# Excerpted passage
+ + + + + + +
This is an archive of the discontinued LLVM Phabricator instance.

[ConstantFold] Optimize xor undef, undef to undef
AbandonedPublic

Authored by aqjune on May 6 2020, 4:59 PM.

Details

Summary

This patch makes ConstantFold optimize xor undef, undef to undef , which was mentioned at D79452.
Correctness of the transformation: http://volta.cs.utah.edu:8080/z/GAs5QJ

Checked that it did not miscompile testsuite & SPECCPU 2017 . The used testsuite commit was 44dad74558616adcdf54a289db4466c7ab7d2563
because more recent testsuite raised https://bugs.llvm.org/show_bug.cgi?id=45818 (with & without this change).

Diff Detail

Event Timeline

aqjune created this revision.May 6 2020, 4:59 PM
Herald added a project: Restricted Project. · View Herald TranscriptMay 6 2020, 4:59 PM

This is correct, strictly speaking, but has the situation with misguided users really improved any? That same code using _mm_xor_ps() or whatever to zero __m128 variables is probably still out there, and clang still doesn't print any diagnostic by default if you try to do that. And this still isn't really a useful fold.
+ + + + + + +
# Material shown
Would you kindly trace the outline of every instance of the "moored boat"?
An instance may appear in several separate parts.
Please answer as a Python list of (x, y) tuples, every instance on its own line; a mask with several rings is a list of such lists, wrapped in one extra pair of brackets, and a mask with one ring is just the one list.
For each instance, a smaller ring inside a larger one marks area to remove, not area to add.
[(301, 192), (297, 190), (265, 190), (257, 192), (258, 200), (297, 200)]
+ + + + + + +
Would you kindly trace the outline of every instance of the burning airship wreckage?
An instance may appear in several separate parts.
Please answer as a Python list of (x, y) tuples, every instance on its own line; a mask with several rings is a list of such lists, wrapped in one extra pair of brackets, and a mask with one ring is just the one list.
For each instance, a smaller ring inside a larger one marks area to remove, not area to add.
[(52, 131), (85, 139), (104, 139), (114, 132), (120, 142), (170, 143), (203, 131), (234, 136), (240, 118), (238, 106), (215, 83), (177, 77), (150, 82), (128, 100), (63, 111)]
+ + + + + + +
# Tasks and exercises
1 – Why did the Phabricator page on folding xor undef, undef use testsuite commit 44dad74558616adcdf54a289db4466c7ab7d2563 instead of a newer one? Answer in one to three sentences.
2 – According to the Phabricator page, which earlier revision mentioned the xor undef, undef optimization?
3 – Go on with the Phabricator page on folding xor undef, undef from the point where it stops.
The rows are separate material and have nothing to do with the Phabricator page.

# Answers given
1 – A more recent testsuite raised bug 45818 both with and without the change. The older commit was used to avoid that problem.

2 – D79452.

3 –
spatel added a comment.May 7 2020, 5:31 AM

This is correct, strictly speaking, but has the situation with misguided users really improved any? That same code using _mm_xor_ps() or whatever to zero __m128 variables is probably still out there, and clang still doesn't print any diagnostic by default if you try to do that. And this still isn't really a useful fold.

Clang does recognize this given the right flags, but I agree there's more risk than reward here - folding to "0" should be almost as effective for optimization. There's code out there that will probably start misbehaving in very difficult-to-diagnose ways if we do this.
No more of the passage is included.